#### [Exercise prompt]
The lines below must be transcribed exactly as given, with the images removed.

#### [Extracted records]
[Start of Attachment]
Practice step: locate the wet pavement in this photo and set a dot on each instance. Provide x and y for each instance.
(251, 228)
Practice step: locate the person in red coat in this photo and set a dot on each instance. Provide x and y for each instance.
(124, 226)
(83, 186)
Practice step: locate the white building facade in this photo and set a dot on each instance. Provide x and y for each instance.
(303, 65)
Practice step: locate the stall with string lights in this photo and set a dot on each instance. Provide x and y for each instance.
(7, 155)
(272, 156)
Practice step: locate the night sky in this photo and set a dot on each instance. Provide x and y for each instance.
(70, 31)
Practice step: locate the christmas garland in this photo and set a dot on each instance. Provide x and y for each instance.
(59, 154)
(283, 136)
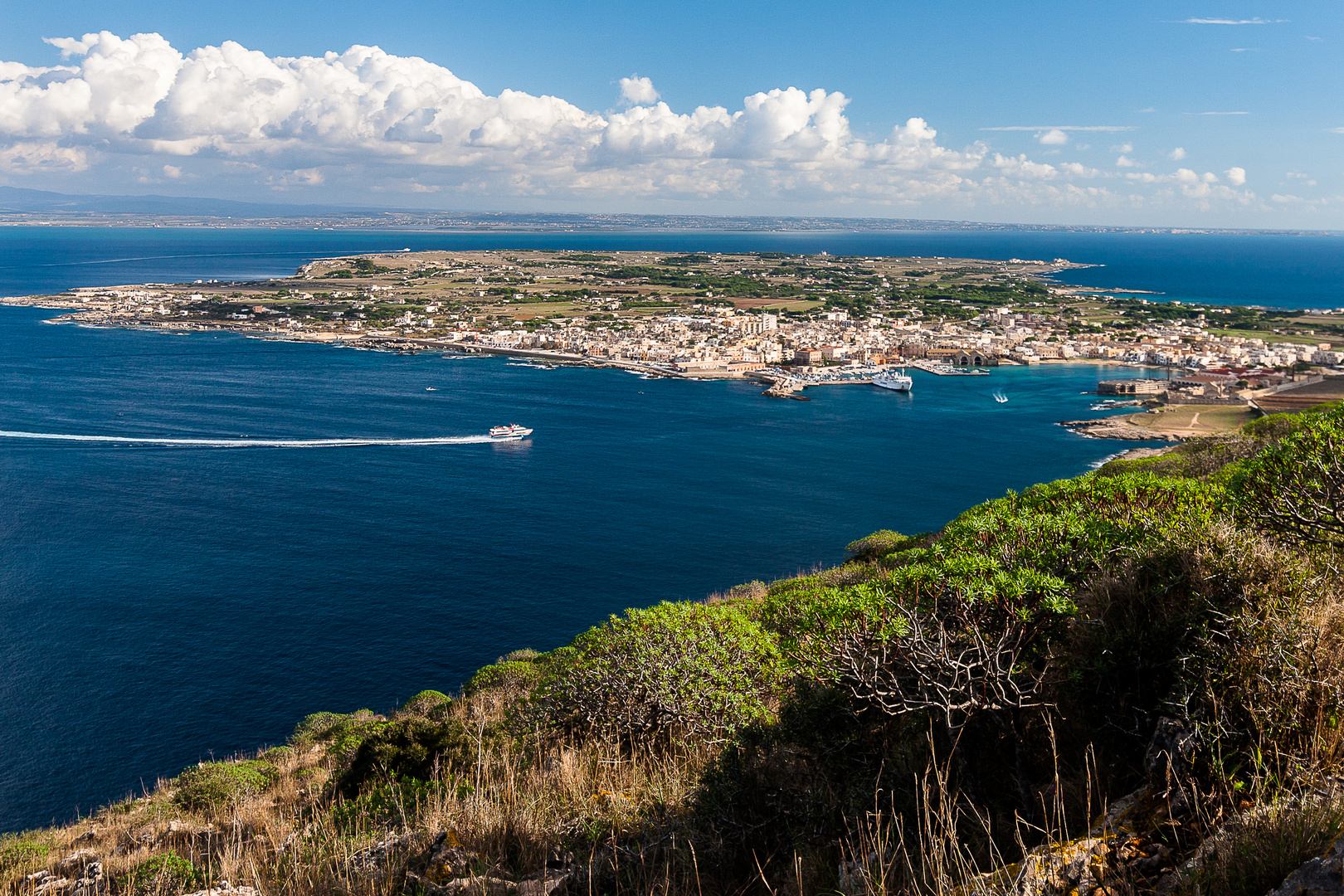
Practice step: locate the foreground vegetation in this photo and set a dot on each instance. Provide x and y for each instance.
[End of Attachment]
#### [Result for this task]
Practice step: locate the wet pavement in this photo and set a dot on each instance. Provide x and y for each instance.
(251, 228)
Practice step: locate the person in red coat in this photo and set a dot on each instance. Provide x and y for each instance.
(124, 226)
(83, 186)
Practice step: locate the white building facade in this photo and set a dot on each instance. Provide x and y for each instance.
(303, 65)
Practice step: locate the stall with string lights in this photo and set a dot on each instance. Provide x and y for each instance.
(7, 155)
(272, 156)
Practice step: locate the night sky in this photo and set a dot on each instance. Provide x and y for each instance.
(70, 31)
Practice step: locate the christmas garland in this photo and set a dot on each instance. Provide x and y for each instance.
(59, 154)
(283, 136)
Practice step: locate the foreground vegetation in this photo and set a dot on each instance. Provide x and y for each instance.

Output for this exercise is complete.